Recorded data:
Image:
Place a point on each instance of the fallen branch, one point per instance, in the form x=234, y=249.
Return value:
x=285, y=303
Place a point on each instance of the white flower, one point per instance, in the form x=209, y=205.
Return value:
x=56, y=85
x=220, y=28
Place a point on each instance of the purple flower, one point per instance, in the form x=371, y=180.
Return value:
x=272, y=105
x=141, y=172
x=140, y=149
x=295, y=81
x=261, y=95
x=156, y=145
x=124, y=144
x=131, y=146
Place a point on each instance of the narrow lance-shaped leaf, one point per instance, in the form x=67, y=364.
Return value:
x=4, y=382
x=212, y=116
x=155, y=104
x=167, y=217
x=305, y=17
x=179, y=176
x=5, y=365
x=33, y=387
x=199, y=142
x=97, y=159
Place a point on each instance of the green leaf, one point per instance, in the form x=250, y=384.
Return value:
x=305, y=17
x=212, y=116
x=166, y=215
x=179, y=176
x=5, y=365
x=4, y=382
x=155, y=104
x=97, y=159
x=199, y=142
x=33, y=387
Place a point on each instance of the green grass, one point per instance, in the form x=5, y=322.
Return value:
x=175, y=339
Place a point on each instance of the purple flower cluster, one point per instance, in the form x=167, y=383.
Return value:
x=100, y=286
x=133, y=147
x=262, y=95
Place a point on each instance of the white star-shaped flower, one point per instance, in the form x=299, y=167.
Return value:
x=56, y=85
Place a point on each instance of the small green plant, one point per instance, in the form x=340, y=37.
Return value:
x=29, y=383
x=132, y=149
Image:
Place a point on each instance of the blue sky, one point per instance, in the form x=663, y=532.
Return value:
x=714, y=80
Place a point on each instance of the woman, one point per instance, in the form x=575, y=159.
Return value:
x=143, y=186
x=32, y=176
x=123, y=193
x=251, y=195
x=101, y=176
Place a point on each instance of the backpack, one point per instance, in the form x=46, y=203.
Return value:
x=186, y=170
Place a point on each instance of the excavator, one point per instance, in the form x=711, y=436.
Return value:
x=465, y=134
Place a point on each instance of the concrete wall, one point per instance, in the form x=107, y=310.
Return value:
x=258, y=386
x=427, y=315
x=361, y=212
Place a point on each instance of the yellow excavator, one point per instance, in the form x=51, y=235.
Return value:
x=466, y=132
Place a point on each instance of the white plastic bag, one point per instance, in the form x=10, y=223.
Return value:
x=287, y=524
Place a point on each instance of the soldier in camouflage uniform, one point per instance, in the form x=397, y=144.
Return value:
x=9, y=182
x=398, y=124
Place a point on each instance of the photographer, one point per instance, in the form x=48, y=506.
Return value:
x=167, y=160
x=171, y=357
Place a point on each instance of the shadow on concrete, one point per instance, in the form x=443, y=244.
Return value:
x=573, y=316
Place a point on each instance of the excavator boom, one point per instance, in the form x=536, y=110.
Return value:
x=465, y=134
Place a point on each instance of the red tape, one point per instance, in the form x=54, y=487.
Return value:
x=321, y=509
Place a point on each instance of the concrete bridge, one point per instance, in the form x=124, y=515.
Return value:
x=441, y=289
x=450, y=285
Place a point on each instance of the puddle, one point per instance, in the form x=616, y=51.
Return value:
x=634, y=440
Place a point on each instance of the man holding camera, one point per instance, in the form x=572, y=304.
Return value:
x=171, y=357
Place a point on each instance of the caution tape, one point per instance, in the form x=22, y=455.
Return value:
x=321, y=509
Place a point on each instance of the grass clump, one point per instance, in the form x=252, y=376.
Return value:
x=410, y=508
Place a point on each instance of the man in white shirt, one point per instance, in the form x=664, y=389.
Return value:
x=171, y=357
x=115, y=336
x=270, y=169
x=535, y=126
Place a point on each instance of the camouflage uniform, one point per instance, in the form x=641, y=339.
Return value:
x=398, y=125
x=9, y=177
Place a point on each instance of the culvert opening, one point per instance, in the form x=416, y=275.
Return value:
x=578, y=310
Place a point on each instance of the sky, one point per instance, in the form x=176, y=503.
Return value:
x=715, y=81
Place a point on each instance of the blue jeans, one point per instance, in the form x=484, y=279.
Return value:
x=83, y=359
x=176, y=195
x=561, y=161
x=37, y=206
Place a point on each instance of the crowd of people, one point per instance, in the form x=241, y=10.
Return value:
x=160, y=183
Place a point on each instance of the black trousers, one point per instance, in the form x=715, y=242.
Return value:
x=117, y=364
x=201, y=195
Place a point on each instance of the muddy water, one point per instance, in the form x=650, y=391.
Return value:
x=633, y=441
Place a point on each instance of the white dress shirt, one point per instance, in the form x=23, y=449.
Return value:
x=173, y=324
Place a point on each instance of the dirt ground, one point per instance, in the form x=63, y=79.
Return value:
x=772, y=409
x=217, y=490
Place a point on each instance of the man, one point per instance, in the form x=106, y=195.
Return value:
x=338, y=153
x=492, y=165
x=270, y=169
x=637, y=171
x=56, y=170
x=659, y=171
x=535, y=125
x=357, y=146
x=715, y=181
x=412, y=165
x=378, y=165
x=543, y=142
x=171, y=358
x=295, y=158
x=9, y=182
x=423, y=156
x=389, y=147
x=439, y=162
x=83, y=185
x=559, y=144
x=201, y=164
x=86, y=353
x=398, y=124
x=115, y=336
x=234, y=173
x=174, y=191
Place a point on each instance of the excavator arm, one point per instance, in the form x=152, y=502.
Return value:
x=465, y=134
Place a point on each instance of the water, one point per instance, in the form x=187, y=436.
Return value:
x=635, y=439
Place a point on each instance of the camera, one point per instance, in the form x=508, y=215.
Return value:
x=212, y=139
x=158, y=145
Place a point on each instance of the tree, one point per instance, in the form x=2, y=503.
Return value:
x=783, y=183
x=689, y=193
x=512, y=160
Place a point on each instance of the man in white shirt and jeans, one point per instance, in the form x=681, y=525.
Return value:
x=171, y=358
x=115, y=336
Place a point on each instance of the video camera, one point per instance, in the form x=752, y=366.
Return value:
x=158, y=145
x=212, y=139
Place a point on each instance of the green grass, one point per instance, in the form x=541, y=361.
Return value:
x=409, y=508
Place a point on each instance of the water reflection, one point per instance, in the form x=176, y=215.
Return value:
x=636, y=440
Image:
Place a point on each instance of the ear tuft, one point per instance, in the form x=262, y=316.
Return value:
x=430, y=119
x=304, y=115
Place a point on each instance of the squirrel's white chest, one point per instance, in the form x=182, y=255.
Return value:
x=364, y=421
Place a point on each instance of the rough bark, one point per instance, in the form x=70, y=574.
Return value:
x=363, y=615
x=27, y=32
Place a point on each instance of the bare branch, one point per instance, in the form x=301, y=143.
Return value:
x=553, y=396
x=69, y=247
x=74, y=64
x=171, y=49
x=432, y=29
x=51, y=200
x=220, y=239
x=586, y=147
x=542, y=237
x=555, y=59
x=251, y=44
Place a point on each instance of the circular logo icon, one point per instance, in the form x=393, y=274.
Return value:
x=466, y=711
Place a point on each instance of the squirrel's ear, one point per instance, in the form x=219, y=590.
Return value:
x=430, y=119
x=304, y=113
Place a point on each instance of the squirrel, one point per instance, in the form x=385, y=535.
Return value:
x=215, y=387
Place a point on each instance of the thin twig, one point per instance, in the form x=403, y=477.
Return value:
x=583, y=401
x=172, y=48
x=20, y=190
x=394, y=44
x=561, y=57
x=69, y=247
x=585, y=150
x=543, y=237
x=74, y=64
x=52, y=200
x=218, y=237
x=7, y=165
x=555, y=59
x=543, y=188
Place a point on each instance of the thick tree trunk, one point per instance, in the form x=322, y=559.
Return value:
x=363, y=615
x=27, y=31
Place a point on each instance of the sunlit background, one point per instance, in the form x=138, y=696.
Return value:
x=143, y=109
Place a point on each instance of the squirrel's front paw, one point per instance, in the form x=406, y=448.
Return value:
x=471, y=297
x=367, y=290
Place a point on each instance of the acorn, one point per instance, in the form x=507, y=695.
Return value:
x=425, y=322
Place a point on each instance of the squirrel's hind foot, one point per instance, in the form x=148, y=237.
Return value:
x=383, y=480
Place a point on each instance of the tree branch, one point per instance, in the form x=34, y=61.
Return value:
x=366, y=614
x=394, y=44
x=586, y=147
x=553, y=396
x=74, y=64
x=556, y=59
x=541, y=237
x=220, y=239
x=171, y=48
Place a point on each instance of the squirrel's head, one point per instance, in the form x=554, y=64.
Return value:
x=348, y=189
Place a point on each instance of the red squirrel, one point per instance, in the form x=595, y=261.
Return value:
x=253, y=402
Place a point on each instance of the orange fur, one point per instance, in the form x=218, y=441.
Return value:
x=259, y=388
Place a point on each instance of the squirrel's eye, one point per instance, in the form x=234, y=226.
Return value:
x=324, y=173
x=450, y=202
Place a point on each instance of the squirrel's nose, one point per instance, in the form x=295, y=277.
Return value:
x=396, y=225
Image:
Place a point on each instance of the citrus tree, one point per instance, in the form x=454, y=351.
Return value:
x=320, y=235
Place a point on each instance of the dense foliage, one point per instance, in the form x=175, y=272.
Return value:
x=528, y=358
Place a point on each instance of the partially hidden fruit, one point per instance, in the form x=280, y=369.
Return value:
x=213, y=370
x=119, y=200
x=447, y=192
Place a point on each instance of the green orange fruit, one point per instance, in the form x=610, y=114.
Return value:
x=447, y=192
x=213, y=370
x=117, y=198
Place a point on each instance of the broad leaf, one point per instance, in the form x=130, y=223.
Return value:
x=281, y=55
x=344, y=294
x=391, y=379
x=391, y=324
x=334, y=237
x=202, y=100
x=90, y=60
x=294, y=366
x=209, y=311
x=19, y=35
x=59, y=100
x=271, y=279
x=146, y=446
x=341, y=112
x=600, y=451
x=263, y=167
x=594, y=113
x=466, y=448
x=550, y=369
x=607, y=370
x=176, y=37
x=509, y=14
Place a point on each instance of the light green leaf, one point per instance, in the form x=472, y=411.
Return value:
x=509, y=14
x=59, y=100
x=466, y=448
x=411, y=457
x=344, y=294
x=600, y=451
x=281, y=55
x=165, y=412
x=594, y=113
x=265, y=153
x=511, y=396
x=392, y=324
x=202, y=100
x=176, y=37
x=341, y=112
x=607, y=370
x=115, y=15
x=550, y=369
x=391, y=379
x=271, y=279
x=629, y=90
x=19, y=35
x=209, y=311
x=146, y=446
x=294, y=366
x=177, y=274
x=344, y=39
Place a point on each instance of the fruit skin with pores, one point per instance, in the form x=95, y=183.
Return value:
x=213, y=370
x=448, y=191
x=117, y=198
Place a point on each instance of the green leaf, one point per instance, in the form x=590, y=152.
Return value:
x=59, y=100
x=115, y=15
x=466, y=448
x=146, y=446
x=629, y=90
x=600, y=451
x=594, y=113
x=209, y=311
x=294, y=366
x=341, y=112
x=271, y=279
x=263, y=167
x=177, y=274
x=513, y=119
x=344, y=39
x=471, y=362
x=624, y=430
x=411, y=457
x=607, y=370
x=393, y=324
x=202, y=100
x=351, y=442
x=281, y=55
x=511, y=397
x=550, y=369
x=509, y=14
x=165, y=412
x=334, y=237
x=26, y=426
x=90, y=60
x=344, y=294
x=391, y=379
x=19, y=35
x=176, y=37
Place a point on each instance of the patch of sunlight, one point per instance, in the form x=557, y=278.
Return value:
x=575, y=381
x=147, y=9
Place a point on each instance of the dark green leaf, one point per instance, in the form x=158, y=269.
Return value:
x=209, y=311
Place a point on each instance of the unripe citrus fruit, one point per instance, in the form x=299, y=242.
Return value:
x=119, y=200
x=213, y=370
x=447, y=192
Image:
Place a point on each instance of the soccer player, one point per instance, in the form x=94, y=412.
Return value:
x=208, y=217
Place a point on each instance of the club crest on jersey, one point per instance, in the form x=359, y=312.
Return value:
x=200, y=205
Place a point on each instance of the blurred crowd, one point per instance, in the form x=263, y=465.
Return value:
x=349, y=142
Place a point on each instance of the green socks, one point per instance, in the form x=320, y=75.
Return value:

Task details:
Substitute "cement" for every "concrete" in the listing from the line with "Place a point on each instance of the woman, one" up to and including the line with "x=410, y=508". Return only those lines, with nothing else changed.

Written reply:
Place a point on each instance of the woman, one point per instance, in the form x=575, y=159.
Return value:
x=143, y=186
x=32, y=176
x=123, y=193
x=251, y=195
x=101, y=176
Place a point on each instance of the backpack, one point per instance, in the form x=46, y=203.
Return value:
x=186, y=170
Place a point on each instance of the excavator, one point per instance, in the form x=711, y=436.
Return value:
x=465, y=134
Place a point on each instance of the cement wall, one point per instance, in the form x=107, y=310.
Return value:
x=258, y=386
x=427, y=315
x=361, y=212
Place a point on each instance of the yellow excavator, one point per instance, in the form x=51, y=235.
Return value:
x=466, y=132
Place a point on each instance of the white plastic bag, one point per instance, in the form x=10, y=223.
Return value:
x=287, y=524
Place a point on each instance of the soldier in camouflage uniform, one point per instance, in the form x=397, y=144.
Return value:
x=9, y=182
x=398, y=124
Place a point on each instance of the photographer, one point per instance, in the form x=48, y=506.
Return value:
x=167, y=160
x=171, y=357
Place a point on each instance of the shadow on cement, one point per instance, in the form x=443, y=244.
Return value:
x=573, y=316
Place a point on each instance of the excavator boom, one point per instance, in the form x=536, y=110.
Return value:
x=465, y=134
Place a point on each instance of the red tape, one point per instance, in the form x=54, y=487.
Return value:
x=321, y=509
Place a point on each instance of the cement bridge, one point per instance, in the form x=124, y=515.
Return value:
x=441, y=289
x=450, y=285
Place a point on each instance of the puddle, one point per instance, in the form x=616, y=51.
Return value:
x=634, y=440
Place a point on each instance of the man holding camera, one point per instance, in the form x=572, y=304.
Return value:
x=171, y=357
Place a point on each instance of the caution tape, one point per instance, in the form x=22, y=455.
Return value:
x=321, y=509
Place a point on each instance of the grass clump, one point per instance, in the form x=252, y=376.
Return value:
x=410, y=508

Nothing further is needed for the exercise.